- **Your goal**:
With no edits of any kind, print each record that follows.

[Stored records]
□ □ □

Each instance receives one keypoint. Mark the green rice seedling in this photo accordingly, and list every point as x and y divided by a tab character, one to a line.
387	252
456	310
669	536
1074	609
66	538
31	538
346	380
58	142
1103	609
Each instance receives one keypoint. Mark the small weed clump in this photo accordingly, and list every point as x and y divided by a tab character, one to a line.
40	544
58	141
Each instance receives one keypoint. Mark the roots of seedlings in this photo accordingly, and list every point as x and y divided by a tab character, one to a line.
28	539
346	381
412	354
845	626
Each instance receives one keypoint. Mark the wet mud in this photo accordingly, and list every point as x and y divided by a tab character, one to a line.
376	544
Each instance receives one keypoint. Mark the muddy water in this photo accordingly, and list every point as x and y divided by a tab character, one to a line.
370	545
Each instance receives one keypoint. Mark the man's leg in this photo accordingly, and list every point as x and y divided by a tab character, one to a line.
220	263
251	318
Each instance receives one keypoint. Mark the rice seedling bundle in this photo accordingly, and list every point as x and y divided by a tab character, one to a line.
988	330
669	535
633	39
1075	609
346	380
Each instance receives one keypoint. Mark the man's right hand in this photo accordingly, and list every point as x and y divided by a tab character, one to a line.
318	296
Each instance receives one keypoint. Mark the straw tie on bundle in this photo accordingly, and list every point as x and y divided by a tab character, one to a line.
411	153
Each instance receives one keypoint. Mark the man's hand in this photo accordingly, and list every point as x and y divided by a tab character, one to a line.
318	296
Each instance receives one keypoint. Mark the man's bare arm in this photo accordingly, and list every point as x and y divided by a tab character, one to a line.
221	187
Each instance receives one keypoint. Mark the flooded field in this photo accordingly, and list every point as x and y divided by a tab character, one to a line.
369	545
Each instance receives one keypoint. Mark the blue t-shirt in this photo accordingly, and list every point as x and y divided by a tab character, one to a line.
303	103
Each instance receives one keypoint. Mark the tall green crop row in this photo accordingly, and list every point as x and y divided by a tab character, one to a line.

□ □ □

- **Exercise response**:
Each instance receives one keypoint. Mark the green rice seedling in this photo accordingly, and list every point as x and y divided by a tab character, one to a line.
387	252
456	310
669	536
1074	609
66	538
31	538
346	380
58	142
1103	609
Each instance receives one keypoint. Mark the small weed clump in this photo accordingly, and list every point as x and y divided by a tab character, one to a line.
40	544
58	141
Each instance receives one keypoint. Mark the roots of seedlings in this photo accordingly, and list every point as x and y divided by a tab character, one to a line.
28	539
346	381
412	354
845	626
Each instance receives one keypoint. Mark the wet mud in this photo accordingly, and list every point as x and y divided by a tab character, one to a line.
376	544
Each instance receives one keypoint. Mark the muddy water in this photo accordingly, and list every point as x and y divided by a tab character, one to a line.
370	545
Each instance receives one keypoint. Mark the man's leg in this photo accordingly, and list every point as x and y divided by a tab character, one to a line.
220	263
251	318
Each instance receives one keypoint. Mark the rice seedling bundle in this photo accordingly, and list every point as x and y divided by a tab character, one to a line.
988	330
669	535
633	39
1075	609
346	380
Each instance receives one keypoint. Mark the man's right hand in this photo accordingly, and list every point as x and y divided by a tab character, one to a line.
318	296
Each instance receives one keypoint. Mark the straw tie on bundle in this photo accordingly, and list every point as x and y divided by a tab character, one to a line.
411	153
Each instance receives one keypoint. Mark the man's hand in this photo accordingly, and list every point as x and y divided by a tab character, one to a line.
318	296
Each instance receives one keypoint. Mark the man's bare arm in this photo accordingly, and list every point as x and y divided by a tab character, one to a line.
221	187
Each instance receives one keypoint. Mark the flooded field in this photo accordingly, and list every point as x and y divided by a tab character, one to a line.
369	545
Each instance receives one keypoint. Mark the blue t-shirt in this photo accordingly, and list every point as x and y divided by a tab character, one to a line.
303	103
Each instance receives one keypoint. Mark the tall green crop row in this photo accordingly, and list every point as x and y divided by a tab character, one to a line.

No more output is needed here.